PROVIDED PASSAGE:

This is the mail archive of the gcc-patches@gcc.gnu.org mailing list for the GCC project.


Index Nav: [Date Index] [Subject Index] [Author Index] [Thread Index]
Message Nav: [Date Prev] [Date Next] [Thread Prev] [Thread Next]
Other format: [Raw text]

Re: [RFA] [PATCH 4/4] Ignore reads of "dead" memory locations in DSE


On 5 October 2017 at 21:40, Christophe Lyon <christophe.lyon@linaro.org> wrote:
> Hi Jeff,
>
>
> On 7 September 2017 at 00:18, Jeff Law <law@redhat.com> wrote:
>> Another old patch getting resurrected...
>>
>>
>
> This patch (r253305) introduces a new FAIL on arm-none-eabi (as
> opposed arm-linux-gnueabi*):
> FAIL:     gcc.dg/tree-ssa/ssa-dse-26.c scan-tree-dump-times dse1
> "Deleted dead store" 2
>
> I'm not familiar with all this, but I quickly looked at the testcase,
> and noticed it
> uses enums.

TASK GOAL: Transcribe the GCC mailing list message, starting with "Index Nav: [Date Index]" and going on through "patch getting resurrected...". The listing after this point has nothing to do with the GCC mailing list message.

ENTRIES PROVIDED:

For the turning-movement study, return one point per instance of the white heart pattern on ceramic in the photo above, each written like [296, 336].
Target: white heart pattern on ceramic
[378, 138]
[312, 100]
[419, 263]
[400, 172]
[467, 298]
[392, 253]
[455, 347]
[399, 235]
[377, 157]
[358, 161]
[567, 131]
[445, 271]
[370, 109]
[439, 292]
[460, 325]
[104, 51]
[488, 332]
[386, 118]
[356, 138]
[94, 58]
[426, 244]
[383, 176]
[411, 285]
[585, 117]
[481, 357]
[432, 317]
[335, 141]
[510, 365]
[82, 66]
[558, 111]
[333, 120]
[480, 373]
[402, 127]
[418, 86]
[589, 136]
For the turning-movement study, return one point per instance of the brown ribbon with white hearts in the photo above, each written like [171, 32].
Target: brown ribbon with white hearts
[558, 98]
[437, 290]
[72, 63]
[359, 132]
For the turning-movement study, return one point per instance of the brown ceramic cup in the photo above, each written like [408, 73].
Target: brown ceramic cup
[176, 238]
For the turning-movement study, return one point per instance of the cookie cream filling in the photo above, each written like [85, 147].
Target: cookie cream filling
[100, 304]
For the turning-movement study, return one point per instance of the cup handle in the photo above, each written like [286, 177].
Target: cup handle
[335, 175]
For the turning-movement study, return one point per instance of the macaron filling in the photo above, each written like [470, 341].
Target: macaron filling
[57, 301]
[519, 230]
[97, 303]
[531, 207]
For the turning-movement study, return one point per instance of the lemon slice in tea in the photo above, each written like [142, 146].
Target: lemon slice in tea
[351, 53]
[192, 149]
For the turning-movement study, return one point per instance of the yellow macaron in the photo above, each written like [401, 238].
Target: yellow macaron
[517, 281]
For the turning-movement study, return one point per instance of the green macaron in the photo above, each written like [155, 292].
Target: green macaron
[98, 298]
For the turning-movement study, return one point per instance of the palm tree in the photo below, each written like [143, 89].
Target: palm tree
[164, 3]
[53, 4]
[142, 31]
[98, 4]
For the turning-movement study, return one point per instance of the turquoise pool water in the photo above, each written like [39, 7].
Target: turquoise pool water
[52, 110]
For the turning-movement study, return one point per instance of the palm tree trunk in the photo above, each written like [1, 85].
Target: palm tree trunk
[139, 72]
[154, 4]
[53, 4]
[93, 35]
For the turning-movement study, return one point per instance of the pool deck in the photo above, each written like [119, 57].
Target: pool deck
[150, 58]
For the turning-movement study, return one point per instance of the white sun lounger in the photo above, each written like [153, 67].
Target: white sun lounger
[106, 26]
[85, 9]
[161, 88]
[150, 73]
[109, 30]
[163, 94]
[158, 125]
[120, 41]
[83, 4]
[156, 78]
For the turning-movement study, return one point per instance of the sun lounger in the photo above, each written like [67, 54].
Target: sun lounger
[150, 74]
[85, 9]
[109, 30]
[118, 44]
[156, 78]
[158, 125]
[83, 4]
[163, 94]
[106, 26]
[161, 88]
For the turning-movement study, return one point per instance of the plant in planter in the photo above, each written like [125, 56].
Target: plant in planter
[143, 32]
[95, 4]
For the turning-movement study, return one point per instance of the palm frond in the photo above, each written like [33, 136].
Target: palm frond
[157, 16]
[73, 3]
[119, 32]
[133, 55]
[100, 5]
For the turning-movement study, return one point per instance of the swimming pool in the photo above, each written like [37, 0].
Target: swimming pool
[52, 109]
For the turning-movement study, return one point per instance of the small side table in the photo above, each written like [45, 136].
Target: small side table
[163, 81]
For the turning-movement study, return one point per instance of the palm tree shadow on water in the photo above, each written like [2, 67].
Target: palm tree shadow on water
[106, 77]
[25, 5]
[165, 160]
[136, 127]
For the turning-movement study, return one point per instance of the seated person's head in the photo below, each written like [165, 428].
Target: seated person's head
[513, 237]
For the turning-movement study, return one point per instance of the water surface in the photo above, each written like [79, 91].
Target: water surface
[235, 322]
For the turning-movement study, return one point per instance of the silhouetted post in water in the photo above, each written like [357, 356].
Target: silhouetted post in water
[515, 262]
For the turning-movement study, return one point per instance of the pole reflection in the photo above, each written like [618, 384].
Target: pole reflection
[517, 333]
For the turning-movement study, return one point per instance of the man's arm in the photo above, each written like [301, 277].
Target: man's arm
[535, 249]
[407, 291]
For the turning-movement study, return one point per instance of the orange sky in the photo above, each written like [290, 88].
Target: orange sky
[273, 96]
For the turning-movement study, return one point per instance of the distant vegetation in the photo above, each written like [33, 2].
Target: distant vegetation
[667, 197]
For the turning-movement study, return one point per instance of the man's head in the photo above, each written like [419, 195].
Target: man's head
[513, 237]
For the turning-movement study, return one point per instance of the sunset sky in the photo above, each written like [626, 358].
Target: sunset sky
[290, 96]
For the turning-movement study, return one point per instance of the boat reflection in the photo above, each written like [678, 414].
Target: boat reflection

FINISHED EXERCISE:
Index Nav: [Date Index] [Subject Index] [Author Index] [Thread Index]
Message Nav: [Date Prev] [Date Next] [Thread Prev] [Thread Next]
Other format: [Raw text]

Re: [RFA] [PATCH 4/4] Ignore reads of "dead" memory locations in DSE


On 5 October 2017 at 21:40, Christophe Lyon <christophe.lyon@linaro.org> wrote:
> Hi Jeff,
>
>
> On 7 September 2017 at 00:18, Jeff Law <law@redhat.com> wrote:
>> Another old patch getting resurrected...